» Exercise description
Write out exactly, please, the lines from the one containing "Reviewer check: make sure each instance of the painted" to the end of the material.

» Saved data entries
+ + + +
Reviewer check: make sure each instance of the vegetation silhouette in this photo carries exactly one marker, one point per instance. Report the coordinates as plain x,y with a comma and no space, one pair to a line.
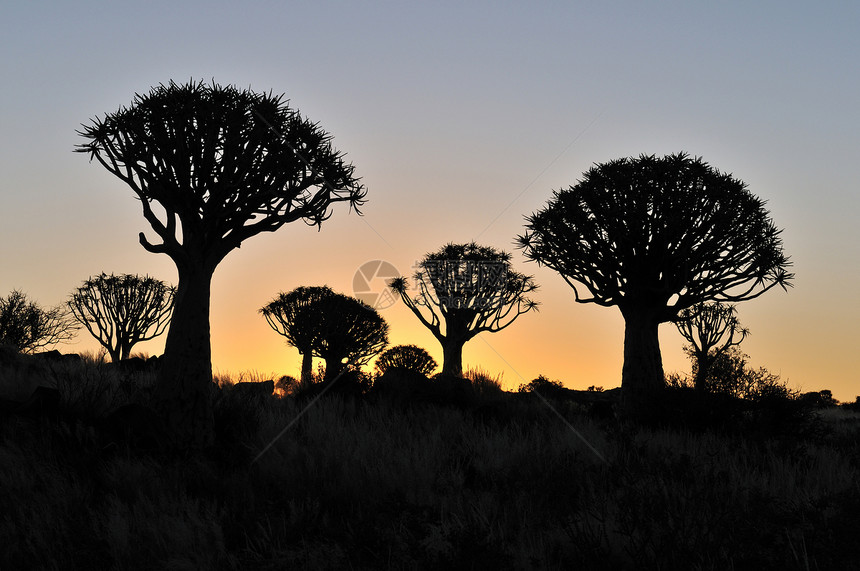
469,288
711,329
122,311
363,477
282,315
342,330
29,327
654,236
409,357
213,166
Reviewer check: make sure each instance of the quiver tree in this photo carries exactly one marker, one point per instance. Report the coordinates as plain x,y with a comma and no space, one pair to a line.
213,166
470,289
350,333
292,316
340,329
121,311
409,357
654,236
28,327
710,329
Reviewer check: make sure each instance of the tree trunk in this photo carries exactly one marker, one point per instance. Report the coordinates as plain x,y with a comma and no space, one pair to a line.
642,380
307,365
184,381
703,363
452,357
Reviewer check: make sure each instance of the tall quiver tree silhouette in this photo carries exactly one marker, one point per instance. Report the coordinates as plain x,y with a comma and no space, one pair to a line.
213,166
470,289
654,236
122,311
710,329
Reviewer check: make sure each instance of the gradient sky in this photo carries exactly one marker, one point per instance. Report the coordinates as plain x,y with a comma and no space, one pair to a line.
461,120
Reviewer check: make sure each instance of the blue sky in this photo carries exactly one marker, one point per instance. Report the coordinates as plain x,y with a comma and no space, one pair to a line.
461,119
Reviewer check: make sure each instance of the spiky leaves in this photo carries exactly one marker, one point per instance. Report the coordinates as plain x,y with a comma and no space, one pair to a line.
121,311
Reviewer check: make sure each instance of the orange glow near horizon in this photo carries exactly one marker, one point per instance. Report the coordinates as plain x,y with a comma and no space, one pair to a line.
458,127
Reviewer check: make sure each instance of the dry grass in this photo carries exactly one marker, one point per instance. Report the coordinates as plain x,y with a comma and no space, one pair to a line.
363,484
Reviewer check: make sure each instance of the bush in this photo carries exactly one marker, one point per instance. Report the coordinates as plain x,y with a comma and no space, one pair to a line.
545,387
409,357
483,383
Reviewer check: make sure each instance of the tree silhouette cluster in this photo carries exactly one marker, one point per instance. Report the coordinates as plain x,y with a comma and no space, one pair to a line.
28,327
213,166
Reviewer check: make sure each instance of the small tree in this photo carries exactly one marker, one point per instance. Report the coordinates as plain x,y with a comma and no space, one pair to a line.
469,288
729,374
654,236
291,315
710,328
350,333
28,327
121,311
340,329
409,357
213,166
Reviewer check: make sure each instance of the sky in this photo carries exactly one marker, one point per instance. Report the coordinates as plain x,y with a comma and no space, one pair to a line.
461,119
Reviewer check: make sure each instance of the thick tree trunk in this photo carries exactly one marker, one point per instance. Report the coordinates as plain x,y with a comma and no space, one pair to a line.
184,381
703,363
642,380
452,357
307,364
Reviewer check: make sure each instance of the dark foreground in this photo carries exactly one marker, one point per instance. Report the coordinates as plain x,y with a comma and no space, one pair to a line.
493,481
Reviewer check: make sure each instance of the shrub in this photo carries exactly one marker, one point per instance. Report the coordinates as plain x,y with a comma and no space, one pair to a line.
410,357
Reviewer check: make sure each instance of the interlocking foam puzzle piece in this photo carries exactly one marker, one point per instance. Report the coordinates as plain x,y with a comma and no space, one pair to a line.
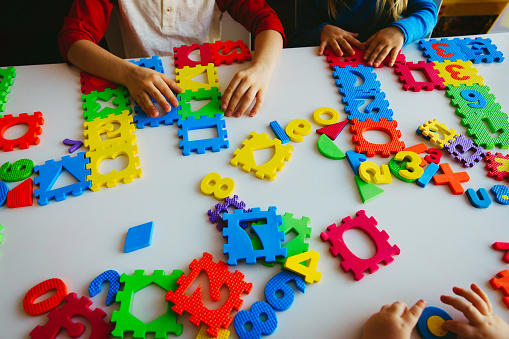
370,149
351,262
61,318
239,244
127,322
154,63
34,123
329,149
245,155
347,79
211,109
125,175
483,125
219,276
433,129
110,276
19,170
92,106
181,55
460,146
41,289
227,52
453,180
441,50
497,165
200,146
51,170
404,70
21,195
138,237
479,50
458,72
430,323
279,132
118,128
90,83
375,110
502,282
185,75
500,194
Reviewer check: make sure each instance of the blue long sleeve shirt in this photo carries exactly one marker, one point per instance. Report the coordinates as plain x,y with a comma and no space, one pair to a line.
418,20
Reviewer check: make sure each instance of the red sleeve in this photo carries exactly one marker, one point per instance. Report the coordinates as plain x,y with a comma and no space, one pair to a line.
254,15
87,20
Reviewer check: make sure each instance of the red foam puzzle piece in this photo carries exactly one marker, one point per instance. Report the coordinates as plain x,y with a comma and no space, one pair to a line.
453,180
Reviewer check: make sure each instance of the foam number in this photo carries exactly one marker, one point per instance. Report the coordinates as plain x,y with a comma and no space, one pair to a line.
259,310
297,129
413,169
369,171
214,184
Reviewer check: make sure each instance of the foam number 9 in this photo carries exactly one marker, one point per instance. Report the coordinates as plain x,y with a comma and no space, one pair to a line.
297,129
413,169
214,184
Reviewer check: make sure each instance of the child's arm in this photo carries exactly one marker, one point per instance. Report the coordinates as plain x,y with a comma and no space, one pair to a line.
476,307
394,321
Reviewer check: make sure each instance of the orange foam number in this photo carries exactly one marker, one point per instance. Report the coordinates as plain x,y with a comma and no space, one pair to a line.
39,290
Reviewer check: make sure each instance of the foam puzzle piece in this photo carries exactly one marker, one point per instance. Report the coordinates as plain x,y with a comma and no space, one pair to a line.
500,194
34,123
211,109
181,55
245,156
138,237
200,146
51,170
458,72
90,83
497,165
479,199
61,318
227,52
351,262
110,276
219,276
239,244
434,79
119,98
125,321
259,328
41,289
21,195
453,180
125,175
279,132
370,149
17,171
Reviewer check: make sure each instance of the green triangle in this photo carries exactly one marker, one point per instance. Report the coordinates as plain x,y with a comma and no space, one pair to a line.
367,190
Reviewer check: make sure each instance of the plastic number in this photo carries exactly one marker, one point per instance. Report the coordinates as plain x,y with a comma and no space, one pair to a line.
214,184
259,327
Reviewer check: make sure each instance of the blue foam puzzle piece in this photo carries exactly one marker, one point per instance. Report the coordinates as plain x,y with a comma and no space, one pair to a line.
279,283
111,276
239,244
51,170
279,132
200,146
138,237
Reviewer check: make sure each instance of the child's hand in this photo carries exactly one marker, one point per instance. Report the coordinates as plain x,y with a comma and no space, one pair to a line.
387,41
339,39
476,307
394,321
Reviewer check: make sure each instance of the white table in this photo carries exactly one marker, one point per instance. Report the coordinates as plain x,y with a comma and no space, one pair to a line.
444,241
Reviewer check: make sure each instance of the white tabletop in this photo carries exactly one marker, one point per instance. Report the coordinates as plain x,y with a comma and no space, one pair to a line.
444,241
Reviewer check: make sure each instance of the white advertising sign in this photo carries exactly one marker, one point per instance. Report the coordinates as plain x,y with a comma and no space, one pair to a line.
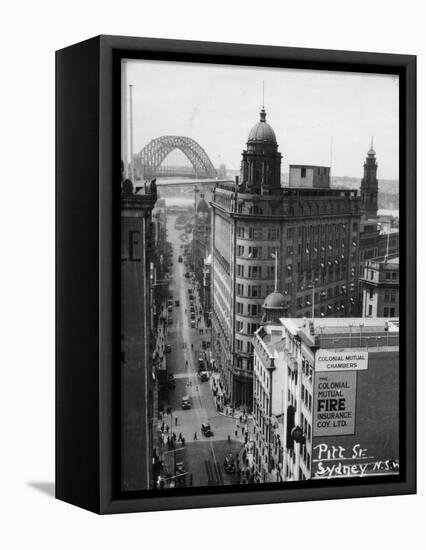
330,360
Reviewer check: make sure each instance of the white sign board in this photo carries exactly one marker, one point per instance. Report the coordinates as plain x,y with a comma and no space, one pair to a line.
330,360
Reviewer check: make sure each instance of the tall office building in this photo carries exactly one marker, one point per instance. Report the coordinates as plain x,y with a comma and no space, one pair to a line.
380,287
137,376
326,399
301,240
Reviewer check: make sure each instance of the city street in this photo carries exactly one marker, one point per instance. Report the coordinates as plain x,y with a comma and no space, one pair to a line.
203,457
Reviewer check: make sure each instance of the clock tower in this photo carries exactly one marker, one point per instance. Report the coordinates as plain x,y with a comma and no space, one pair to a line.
369,185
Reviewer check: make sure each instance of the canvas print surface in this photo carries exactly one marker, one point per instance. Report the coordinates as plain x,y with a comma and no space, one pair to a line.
259,275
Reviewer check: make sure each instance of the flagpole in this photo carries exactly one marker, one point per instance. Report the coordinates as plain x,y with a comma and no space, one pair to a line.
276,270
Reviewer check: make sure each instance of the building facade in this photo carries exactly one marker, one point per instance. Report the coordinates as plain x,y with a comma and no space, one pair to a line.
201,244
336,376
268,393
380,287
312,231
138,391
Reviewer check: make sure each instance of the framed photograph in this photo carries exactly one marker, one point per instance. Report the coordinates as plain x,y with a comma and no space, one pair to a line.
235,274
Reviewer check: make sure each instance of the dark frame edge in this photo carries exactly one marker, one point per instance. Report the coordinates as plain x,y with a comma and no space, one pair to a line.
77,301
105,501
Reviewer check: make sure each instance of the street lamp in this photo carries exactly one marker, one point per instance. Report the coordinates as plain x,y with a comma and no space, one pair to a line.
312,284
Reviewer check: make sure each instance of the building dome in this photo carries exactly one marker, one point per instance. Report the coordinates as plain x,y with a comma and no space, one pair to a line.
371,151
274,301
202,206
262,132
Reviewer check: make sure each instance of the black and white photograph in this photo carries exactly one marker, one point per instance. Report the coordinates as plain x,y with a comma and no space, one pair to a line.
259,214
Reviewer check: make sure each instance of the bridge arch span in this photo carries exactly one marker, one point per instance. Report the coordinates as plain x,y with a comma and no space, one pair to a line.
149,159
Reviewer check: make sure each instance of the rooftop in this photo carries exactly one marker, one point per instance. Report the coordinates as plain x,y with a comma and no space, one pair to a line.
345,332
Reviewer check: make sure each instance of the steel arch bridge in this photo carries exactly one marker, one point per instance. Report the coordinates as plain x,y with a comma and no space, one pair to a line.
148,161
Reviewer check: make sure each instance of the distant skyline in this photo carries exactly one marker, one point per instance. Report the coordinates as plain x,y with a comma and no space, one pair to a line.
216,105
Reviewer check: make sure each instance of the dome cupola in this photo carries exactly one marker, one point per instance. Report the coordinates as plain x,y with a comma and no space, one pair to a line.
262,132
273,307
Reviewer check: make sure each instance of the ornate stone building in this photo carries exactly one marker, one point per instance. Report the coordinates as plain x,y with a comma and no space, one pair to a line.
138,391
313,231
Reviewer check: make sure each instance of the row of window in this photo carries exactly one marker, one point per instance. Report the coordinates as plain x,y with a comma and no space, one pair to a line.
255,271
250,329
251,309
258,233
239,345
306,398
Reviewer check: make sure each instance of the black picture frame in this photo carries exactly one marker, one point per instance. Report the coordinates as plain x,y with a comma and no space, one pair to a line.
87,325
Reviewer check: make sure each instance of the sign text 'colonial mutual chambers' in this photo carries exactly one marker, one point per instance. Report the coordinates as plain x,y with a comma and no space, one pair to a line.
348,359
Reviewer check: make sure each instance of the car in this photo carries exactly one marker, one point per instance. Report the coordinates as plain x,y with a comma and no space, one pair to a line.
180,468
229,464
206,430
186,403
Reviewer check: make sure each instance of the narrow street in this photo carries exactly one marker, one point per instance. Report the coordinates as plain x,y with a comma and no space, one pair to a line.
203,457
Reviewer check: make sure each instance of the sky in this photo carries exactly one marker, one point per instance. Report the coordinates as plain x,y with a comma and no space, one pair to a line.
316,115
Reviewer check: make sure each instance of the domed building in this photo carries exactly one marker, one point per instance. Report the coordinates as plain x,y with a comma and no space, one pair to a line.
274,307
299,239
261,162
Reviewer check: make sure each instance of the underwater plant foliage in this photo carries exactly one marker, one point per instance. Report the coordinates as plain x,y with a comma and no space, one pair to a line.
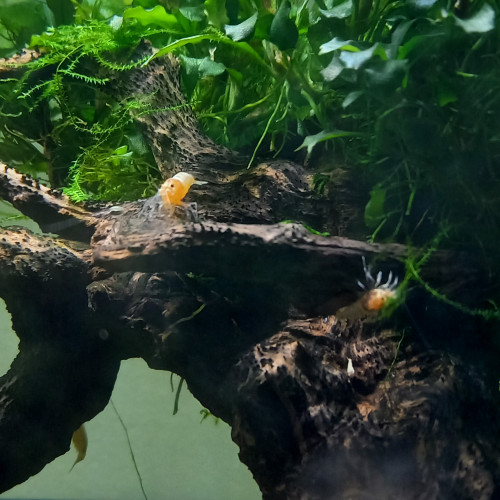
402,94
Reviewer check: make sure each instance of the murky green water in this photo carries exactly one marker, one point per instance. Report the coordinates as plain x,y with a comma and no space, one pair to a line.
178,457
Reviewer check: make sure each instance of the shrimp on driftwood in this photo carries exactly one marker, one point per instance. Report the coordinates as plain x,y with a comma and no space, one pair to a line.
375,297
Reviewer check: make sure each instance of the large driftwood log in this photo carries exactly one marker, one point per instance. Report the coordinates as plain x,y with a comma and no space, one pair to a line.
244,309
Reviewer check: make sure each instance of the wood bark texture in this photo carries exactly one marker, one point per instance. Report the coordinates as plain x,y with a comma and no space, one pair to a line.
260,318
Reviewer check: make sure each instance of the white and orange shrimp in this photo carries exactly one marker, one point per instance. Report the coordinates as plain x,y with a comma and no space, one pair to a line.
171,195
375,297
173,191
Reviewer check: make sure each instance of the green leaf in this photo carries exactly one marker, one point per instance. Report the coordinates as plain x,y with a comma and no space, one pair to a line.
354,60
311,140
333,69
481,22
334,44
283,32
215,37
216,12
194,10
157,16
242,31
374,209
352,97
202,66
386,72
340,11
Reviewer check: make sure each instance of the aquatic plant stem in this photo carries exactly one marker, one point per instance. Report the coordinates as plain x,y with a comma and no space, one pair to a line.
122,423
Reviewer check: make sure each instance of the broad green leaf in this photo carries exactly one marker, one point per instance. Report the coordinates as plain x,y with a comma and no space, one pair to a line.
333,69
386,72
283,32
352,97
446,95
157,16
374,209
334,44
194,10
423,4
242,31
311,140
216,13
340,11
202,66
398,37
354,60
481,22
214,37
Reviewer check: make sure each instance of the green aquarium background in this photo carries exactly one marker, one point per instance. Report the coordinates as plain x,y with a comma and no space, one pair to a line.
178,456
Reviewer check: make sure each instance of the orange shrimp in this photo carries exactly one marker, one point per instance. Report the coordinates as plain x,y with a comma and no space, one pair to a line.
173,190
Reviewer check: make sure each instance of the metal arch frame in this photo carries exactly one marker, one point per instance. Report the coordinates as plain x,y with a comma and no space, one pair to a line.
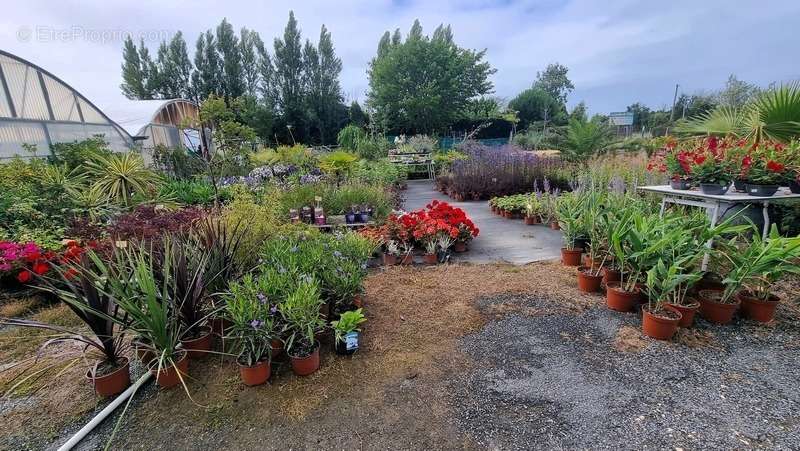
78,96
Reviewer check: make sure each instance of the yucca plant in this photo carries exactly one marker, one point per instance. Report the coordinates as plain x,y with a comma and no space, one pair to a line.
121,176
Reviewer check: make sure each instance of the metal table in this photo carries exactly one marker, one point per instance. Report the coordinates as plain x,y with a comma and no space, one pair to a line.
714,204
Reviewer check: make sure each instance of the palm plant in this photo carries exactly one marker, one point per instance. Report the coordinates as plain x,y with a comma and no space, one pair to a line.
584,139
121,176
759,264
774,115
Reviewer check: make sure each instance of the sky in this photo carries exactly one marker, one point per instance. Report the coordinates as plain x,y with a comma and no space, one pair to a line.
618,51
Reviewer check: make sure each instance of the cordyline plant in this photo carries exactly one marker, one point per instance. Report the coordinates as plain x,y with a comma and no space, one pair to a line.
80,291
757,265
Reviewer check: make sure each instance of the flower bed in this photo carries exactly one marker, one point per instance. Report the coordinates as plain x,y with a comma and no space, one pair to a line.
499,171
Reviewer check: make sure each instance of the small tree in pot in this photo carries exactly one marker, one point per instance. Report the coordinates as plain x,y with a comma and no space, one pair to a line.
301,312
253,320
346,332
755,267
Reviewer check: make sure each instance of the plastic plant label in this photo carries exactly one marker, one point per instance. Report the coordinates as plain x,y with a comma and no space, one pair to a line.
351,341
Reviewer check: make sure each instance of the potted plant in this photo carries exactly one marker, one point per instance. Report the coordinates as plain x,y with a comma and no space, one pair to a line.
568,209
391,253
104,348
755,267
347,332
765,176
659,318
253,329
589,277
300,311
713,175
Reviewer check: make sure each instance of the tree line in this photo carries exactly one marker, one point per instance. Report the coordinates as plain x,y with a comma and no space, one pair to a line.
291,93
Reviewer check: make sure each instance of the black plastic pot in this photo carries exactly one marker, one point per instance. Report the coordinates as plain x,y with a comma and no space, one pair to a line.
713,189
679,184
761,190
349,345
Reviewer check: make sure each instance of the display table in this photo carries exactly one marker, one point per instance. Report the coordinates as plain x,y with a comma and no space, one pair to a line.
716,206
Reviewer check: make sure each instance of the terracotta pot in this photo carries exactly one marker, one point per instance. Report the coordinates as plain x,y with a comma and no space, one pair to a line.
620,300
571,257
277,348
687,313
114,382
588,283
145,354
610,275
389,260
168,377
219,325
660,326
256,374
756,309
199,347
303,366
713,310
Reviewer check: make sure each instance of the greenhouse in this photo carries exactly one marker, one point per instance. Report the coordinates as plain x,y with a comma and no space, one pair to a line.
38,108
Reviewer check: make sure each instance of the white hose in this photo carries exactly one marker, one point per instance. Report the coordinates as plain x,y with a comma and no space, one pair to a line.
75,439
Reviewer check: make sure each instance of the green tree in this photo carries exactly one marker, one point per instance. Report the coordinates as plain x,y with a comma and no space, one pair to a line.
250,43
287,76
357,115
232,80
535,105
737,93
135,83
554,81
421,85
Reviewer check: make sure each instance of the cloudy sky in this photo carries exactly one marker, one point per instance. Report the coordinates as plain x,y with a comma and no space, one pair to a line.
618,51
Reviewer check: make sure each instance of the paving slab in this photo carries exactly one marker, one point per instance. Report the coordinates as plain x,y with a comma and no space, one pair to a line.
500,239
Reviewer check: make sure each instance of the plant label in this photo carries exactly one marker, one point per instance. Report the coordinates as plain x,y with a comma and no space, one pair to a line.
351,341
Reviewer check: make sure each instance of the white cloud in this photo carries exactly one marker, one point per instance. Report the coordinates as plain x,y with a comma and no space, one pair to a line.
618,52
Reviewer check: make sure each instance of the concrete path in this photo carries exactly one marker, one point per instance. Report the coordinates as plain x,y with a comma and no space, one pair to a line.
500,239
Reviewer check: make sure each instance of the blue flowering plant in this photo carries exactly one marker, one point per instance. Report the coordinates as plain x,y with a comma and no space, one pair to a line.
301,313
255,319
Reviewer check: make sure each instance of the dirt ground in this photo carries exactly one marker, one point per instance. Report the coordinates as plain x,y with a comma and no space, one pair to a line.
444,348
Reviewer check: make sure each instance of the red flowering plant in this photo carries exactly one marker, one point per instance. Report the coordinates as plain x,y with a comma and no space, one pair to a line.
767,164
709,161
20,263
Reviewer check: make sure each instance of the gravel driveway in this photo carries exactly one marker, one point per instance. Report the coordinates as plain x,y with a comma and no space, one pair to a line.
562,382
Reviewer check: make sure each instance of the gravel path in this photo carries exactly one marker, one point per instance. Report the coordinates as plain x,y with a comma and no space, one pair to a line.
558,382
508,240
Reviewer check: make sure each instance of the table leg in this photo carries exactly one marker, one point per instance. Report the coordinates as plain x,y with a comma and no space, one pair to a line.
710,243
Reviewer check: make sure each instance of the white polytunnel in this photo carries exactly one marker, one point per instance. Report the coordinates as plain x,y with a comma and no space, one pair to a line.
39,109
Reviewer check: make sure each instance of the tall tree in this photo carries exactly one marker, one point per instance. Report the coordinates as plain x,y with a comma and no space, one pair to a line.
737,93
423,84
134,74
232,81
554,81
249,43
537,105
288,75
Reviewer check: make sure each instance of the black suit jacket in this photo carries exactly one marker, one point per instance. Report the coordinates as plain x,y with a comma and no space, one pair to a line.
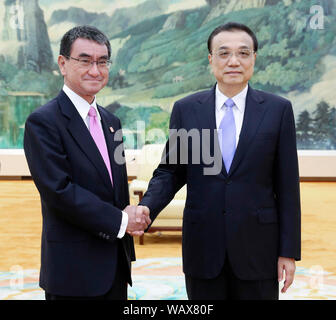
81,210
252,213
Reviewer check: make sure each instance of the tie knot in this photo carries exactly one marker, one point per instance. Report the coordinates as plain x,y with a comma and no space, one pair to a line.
92,112
229,103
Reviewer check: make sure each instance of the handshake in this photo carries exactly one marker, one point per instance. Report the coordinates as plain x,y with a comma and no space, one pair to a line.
138,219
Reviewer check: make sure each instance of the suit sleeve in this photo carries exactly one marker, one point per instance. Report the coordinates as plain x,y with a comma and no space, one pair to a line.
51,172
170,175
287,188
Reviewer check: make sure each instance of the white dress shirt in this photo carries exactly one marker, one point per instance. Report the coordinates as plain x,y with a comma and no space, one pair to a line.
83,108
238,110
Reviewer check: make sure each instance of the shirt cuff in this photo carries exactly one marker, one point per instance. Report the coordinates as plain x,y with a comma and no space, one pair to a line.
123,226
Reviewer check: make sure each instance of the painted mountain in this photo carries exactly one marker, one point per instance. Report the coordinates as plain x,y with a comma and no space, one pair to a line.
160,55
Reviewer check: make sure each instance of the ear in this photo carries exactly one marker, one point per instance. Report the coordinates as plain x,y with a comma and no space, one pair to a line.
61,64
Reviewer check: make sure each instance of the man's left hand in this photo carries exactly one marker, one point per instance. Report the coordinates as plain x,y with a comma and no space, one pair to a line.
287,265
+ + + +
» Written solution
Reviewer check: make sure each instance of the painted mountain in this photo carries exactly one marker, one point per instance. Report the coordinates as plain x,y with a comma and no space, one pair to a line.
160,55
Reviewer check: make sure each instance of the ear in this photo carries exactly one marker, one point per instance. Report the coordinates as plain x,y with a comma and no space, one pair to a line.
61,64
Reviewer check: make sure each instance of the man's left hand in this photo carries exactly one marker, one point per instance. Report the coordinates as plain x,y with a comma and no space, one pair to a line.
287,265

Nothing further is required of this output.